● Yang Perlu Dikerjakan:
1. Tentukan apakah setiap pernyataan berikut sesuai dengan kutipan teks tentang harap, takut, dan kedudukan hati. Jawab ya atau tidak, disertai kata-kata penentu dari teks yang dikutip persis. (a) Rasa takut selalu bergantung dengan sesuatu yang dibenci. (b) Selain Allah, ada pihak lain yang dapat mendatangkan kebaikan-kebaikan. (c) Terjemahan ayat Yunus: 107 menyebut Allah sebagai Maha Pengampun lagi Maha Penyayang.
2. Ayat yang dikutip tepat sesudah judul "Kedudukan Hati" dalam kutipan teks bersumber dari surah dan ayat mana?

Rasa harap selalu bergantung dengan sesuatu yang disukai; dan rasa takut selalu bergantung dengan sesuatu yang dibenci.

Tidak ada yang dapat mendatangkan kebaikan-kebaikan dan segala sesuatu yang disukai kecuali Allah; dan tidak ada yang dapat menghilangkan keburukan-keburukan dan segala sesuatu yang dibenci kecuali Allah. Allah Maha Mengetahui di mana Dia menjadikan risalah-Nya. Allah Subhanahu wa Ta’ala berfirman:


وَإِنْ يَمْسَسْكَ اللَّهُ بِضُرٍّ فَلا كَاشِفَ لَهُ إِلا هُوَ وَإِنْ يُرِدْكَ بِخَيْرٍ فَلا رَادَّ لِفَضْلِهِ يُصِيبُ بِهِ مَنْ يَشَاءُ مِنْ عِبَادِهِ وَهُوَ الْغَفُورُ الرَّحِيمُ


"Jika Allah menimpakan sesuatu kemudharatan kepadamu, maka tidak ada yang dapat menghilangkannya kecuali Dia. Dan jika Allah menghendaki kebaikan bagi kamu, maka tak ada yang dapat menolak kurnia-Nya. Dia memberikan kebaikan itu kepada siapa yang dikehendaki-Nya di antara hamba-hamba-Nya dan Dia-lah yang Maha Pengampun lagi Maha Penyayang." [Yunus: 107]

Kedudukan Hati

Allah Subhanahu wa Ta’ala berfirman:


إِنَّ فِي ذَلِكَ لَذِكْرَى لِمَنْ كَانَ لَهُ قَلْبٌ أَوْ أَلْقَى السَّمْعَ وَهُوَ شَهِيدٌ


"Sesungguhnya pada yang demikian itu benar-benar terdapat peringatan bagi orang-orang yang mempunyai akal atau yang menggunakan pendengarannya, sedang dia menyaksikannya." [Qaaf: 37]

Nabi Shallallahu Alaihi wa Sallam bersabda:


"أَلَا وَإِنَّ لِكُلِّ مَلِكٍ حِمًى أَلَا وَإِنَّ حِمَى اللَّهِ فِي أَرْضِهِ مَحَارِمُهُ, أَلَا وَإِنَّ فِي الْجَسَدِ مُضْغَةً إِذَا صَلَحَتْ صَلَحَ الْجَسَدُ كُلُّهُ وَإِذَا فَسَدَتْ فَسَدَ الْجَسَدُ كُلُّهُ أَلَا وَهِيَ الْقَلْبُ."

● Isi Data:
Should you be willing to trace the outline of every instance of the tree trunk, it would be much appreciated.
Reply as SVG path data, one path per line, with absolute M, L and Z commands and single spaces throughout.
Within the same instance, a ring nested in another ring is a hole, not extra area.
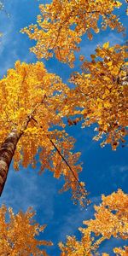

● Daftar Jawaban:
1.
(a) Ya: "rasa takut selalu bergantung dengan sesuatu yang dibenci"
(b) Tidak: "Tidak ada yang dapat mendatangkan kebaikan-kebaikan dan segala sesuatu yang disukai kecuali Allah"
(c) Ya: "Dia-lah yang Maha Pengampun lagi Maha Penyayang"

2. Qaaf: 37.